### WHAT IS EXPECTED
Which lines in the records below contain the word "point"? Copy each one.

======== MATERIALS PROVIDED ========

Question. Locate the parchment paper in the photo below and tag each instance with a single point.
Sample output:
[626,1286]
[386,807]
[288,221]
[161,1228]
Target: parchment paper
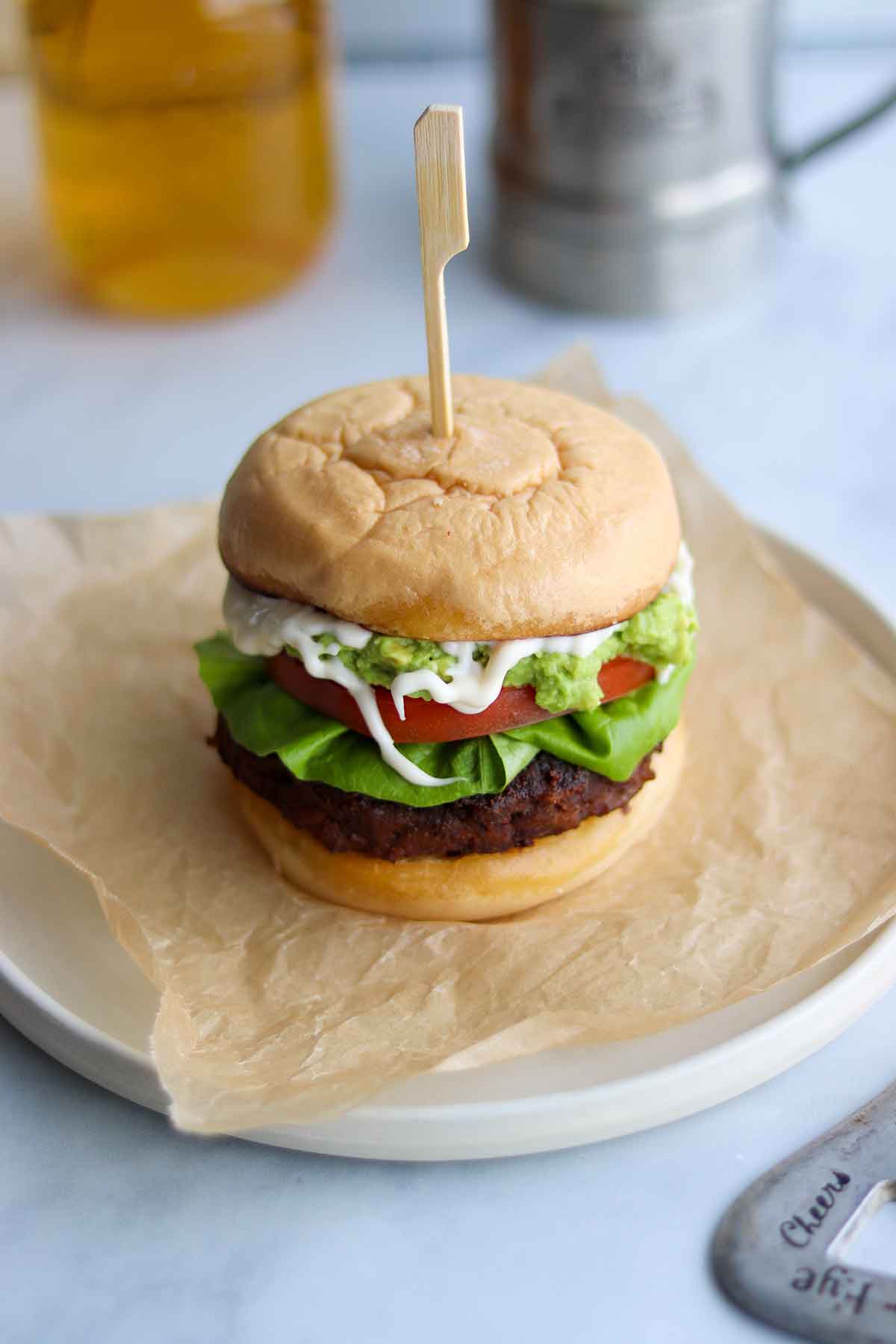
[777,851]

========
======== MATERIALS PROVIDED ========

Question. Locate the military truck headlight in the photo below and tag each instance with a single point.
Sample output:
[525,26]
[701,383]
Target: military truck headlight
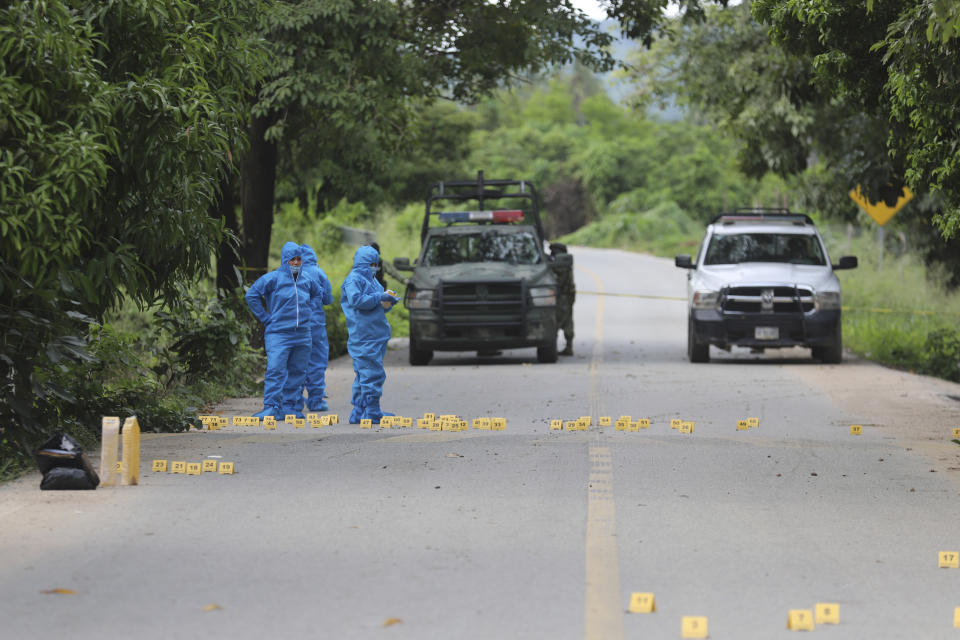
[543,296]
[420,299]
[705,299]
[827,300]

========

### FINAL ANSWER
Question. Locate the parchment paper in the photo below and tag each instance with a single point.
Question. Locate the military truck headlight in the photo below and tag each instance with a single point.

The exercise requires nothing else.